**DIRECTIVE 1**
Locate every line in the records that contains the string "votive" and copy those lines out. Matching is case-sensitive.

..............................

Eric Blake April 6, 2020, 8:03 p.m. UTC | #1
On 4/6/20 2:13 PM, Paolo Bonzini wrote:
> Deprecate atomic_mb_read and atomic_mb_set; it is not really possible to
> use them correctly because they do not interoperate with sequentially-consistent
> RMW operations.
> 
> Signed-off-by: Paolo Bonzini <pbonzini@redhat.com>
> ---
>   docs/devel/atomics.rst | 290 ++++++++++++++++-------------------------
>   1 file changed, 114 insertions(+), 176 deletions(-)
> 

> @@ -24,6 +29,14 @@ Macros defined by ``qemu/atomic.h`` fall in three camps:
>   
>   - sequentially consistent atomic access: everything else.
>   
> +In general, use of ``qemu/atomic.h`` should be wrapped with more easily
> +used data structures (e.g. the lock-free singly-liked list operations

linked

> +``QSLIST_INSERT_HEAD_ATOMIC`` and ``QSLIST_MOVE_ATOMIC``) or synchronization
> +primitives (such as RCU, ``QemuEvent`` or ``QemuLockCnt``).  Bare use of
> +atomic operations and memory barriers should be limited to inter-thread
> +checking of flags and documented thoroughly.

..............................

**DIRECTIVE 2**
Reproduce the atomics patch review above in full, word for word.

**MATERIALS PROVIDED**
..............................

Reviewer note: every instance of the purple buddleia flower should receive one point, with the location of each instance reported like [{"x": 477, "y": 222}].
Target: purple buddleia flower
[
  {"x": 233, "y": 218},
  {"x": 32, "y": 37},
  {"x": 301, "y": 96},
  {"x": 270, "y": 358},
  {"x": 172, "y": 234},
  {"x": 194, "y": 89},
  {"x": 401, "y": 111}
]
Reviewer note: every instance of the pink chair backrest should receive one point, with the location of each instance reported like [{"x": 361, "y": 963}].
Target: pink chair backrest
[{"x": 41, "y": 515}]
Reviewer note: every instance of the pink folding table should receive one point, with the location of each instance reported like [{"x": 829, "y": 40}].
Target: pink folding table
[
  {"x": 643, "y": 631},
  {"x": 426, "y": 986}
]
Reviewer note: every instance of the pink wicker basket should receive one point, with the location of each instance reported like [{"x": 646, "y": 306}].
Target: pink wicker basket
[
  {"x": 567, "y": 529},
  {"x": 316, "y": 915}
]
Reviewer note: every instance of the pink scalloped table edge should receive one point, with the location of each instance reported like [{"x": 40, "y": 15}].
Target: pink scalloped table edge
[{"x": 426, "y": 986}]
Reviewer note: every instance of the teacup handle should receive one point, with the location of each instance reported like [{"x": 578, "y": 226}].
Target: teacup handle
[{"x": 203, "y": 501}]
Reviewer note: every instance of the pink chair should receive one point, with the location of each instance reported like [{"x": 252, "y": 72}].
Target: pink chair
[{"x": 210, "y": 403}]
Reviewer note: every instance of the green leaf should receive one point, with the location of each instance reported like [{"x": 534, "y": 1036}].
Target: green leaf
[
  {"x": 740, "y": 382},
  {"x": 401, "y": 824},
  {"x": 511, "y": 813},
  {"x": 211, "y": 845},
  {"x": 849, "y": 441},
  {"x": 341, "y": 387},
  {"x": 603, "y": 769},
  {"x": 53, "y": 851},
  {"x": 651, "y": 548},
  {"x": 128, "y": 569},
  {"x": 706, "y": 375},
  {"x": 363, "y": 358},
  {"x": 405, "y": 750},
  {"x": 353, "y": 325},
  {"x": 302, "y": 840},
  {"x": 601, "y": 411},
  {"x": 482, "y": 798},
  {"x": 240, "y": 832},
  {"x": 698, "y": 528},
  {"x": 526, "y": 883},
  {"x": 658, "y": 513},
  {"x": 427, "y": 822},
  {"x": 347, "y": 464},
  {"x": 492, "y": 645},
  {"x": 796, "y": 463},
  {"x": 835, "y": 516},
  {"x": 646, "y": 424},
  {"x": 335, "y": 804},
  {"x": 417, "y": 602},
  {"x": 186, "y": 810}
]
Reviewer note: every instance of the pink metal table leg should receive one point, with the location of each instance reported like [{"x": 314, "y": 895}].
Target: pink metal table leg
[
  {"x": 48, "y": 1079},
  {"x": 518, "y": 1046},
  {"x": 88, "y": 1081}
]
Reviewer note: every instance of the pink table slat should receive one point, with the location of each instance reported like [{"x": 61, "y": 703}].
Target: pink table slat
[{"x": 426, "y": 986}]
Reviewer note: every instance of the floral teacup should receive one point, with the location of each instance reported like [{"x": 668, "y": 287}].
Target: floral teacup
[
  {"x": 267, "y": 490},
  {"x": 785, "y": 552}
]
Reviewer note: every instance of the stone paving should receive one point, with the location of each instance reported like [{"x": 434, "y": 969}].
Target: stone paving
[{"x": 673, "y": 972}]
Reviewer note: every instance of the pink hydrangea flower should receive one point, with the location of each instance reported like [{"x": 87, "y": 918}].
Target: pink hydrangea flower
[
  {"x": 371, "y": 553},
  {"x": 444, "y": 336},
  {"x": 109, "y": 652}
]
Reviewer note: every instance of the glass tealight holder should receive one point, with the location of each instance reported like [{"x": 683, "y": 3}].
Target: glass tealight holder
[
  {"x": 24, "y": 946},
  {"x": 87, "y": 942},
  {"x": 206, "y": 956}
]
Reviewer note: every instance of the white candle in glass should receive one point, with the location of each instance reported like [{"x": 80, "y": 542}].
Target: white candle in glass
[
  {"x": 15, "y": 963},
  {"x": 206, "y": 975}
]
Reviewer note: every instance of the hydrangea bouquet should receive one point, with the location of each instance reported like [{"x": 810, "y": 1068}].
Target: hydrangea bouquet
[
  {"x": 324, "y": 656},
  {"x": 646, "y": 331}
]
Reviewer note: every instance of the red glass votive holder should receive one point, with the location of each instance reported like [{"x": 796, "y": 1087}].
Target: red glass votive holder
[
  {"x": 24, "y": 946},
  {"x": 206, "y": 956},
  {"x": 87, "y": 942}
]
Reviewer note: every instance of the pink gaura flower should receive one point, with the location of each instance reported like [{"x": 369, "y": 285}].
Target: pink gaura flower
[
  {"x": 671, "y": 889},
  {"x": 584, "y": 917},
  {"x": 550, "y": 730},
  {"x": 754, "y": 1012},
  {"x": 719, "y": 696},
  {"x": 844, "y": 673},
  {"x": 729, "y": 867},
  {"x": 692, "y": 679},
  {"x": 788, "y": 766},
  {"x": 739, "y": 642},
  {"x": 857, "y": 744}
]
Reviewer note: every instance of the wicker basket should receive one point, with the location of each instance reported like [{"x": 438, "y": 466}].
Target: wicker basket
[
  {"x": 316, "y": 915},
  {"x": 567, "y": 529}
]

..............................

**EXERCISE ANSWER 1**
Reviewer note: every instance of the red glass votive holder should receive one point, with the location of each instance reported like [{"x": 796, "y": 1087}].
Target: red glass votive holder

**EXERCISE ANSWER 2**
Eric Blake April 6, 2020, 8:03 p.m. UTC | #1
On 4/6/20 2:13 PM, Paolo Bonzini wrote:
> Deprecate atomic_mb_read and atomic_mb_set; it is not really possible to
> use them correctly because they do not interoperate with sequentially-consistent
> RMW operations.
> 
> Signed-off-by: Paolo Bonzini <pbonzini@redhat.com>
> ---
>   docs/devel/atomics.rst | 290 ++++++++++++++++-------------------------
>   1 file changed, 114 insertions(+), 176 deletions(-)
> 

> @@ -24,6 +29,14 @@ Macros defined by ``qemu/atomic.h`` fall in three camps:
>   
>   - sequentially consistent atomic access: everything else.
>   
> +In general, use of ``qemu/atomic.h`` should be wrapped with more easily
> +used data structures (e.g. the lock-free singly-liked list operations

linked

> +``QSLIST_INSERT_HEAD_ATOMIC`` and ``QSLIST_MOVE_ATOMIC``) or synchronization
> +primitives (such as RCU, ``QemuEvent`` or ``QemuLockCnt``).  Bare use of
> +atomic operations and memory barriers should be limited to inter-thread
> +checking of flags and documented thoroughly.